## Start Data lines

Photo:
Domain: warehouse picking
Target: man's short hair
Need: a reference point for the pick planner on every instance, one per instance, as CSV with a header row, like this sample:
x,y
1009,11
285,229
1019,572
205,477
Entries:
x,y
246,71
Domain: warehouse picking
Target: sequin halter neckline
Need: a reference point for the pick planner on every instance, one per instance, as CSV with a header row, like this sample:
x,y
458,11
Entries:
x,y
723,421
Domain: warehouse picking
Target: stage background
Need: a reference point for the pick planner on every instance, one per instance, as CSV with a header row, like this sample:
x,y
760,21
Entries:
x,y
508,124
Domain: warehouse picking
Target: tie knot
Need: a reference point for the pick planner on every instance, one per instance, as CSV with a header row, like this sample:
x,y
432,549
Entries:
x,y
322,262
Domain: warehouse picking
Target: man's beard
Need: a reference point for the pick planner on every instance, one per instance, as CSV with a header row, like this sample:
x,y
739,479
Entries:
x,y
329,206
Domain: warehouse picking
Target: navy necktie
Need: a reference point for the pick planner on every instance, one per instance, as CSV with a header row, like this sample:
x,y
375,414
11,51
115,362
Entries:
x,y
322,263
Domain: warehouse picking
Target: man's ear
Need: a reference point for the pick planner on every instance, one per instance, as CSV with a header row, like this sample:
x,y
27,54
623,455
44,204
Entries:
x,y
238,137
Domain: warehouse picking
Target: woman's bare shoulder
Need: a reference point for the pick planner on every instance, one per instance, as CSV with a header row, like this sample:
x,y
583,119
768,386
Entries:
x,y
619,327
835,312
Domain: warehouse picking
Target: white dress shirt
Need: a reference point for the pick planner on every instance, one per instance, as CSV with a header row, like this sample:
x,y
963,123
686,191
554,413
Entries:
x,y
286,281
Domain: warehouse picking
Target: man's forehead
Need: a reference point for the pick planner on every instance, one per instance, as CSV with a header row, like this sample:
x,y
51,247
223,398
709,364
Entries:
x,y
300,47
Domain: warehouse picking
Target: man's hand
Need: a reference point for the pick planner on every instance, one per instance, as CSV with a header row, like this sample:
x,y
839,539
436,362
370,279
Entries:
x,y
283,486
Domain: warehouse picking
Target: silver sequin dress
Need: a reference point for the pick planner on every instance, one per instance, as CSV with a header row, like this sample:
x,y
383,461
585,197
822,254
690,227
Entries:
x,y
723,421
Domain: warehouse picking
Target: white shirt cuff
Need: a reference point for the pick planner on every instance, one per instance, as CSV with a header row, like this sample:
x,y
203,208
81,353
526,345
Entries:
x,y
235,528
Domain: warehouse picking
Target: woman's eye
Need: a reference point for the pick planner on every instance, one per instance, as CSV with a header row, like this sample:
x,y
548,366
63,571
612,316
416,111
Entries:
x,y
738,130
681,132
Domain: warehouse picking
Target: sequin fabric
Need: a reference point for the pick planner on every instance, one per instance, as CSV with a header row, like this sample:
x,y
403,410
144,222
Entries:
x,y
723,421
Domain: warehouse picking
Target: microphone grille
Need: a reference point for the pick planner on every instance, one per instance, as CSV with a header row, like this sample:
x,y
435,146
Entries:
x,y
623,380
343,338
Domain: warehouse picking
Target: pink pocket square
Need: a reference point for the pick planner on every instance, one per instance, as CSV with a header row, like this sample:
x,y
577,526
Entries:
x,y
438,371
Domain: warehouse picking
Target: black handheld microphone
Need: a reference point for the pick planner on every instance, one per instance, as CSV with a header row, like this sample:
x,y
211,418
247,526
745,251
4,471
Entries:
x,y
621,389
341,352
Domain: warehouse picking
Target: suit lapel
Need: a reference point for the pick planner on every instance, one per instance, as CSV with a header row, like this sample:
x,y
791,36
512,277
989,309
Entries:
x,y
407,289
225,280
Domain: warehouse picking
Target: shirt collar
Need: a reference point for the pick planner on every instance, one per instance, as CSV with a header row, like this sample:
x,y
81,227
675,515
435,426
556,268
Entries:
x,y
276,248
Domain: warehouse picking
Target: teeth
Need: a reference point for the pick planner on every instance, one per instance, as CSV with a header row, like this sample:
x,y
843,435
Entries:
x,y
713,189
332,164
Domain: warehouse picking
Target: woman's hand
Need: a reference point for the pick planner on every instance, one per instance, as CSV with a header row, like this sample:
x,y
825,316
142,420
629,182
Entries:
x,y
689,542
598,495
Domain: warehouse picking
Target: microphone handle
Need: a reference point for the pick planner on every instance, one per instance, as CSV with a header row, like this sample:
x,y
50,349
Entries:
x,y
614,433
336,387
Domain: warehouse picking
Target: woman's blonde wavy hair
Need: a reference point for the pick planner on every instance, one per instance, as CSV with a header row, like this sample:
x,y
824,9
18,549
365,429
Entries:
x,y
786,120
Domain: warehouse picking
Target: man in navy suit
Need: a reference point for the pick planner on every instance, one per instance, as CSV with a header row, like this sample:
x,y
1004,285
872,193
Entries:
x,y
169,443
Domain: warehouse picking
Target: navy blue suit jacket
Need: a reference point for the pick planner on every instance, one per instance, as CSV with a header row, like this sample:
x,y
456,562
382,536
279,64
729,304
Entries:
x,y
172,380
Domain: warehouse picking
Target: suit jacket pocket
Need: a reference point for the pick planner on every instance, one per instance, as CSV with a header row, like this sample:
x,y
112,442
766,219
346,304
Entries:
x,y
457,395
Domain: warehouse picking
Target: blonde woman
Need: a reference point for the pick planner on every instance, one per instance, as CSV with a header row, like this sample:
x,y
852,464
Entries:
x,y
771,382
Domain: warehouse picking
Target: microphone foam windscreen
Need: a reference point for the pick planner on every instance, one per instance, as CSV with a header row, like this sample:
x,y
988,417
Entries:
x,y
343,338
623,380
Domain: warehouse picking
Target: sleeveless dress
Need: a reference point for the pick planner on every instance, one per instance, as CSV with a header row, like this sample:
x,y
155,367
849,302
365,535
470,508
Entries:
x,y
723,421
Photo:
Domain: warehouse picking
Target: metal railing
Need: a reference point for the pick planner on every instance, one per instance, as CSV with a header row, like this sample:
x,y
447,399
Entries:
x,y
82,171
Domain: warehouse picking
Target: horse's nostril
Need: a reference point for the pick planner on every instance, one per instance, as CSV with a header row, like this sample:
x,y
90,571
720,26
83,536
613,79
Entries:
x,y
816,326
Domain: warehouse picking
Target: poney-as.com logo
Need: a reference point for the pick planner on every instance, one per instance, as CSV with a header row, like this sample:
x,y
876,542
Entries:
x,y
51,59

## End Data lines

## Request:
From the lines above, pull out each one that contains the string "pocket". Case counts.

## Exercise output:
Target: pink pocket square
Target: suit jacket pocket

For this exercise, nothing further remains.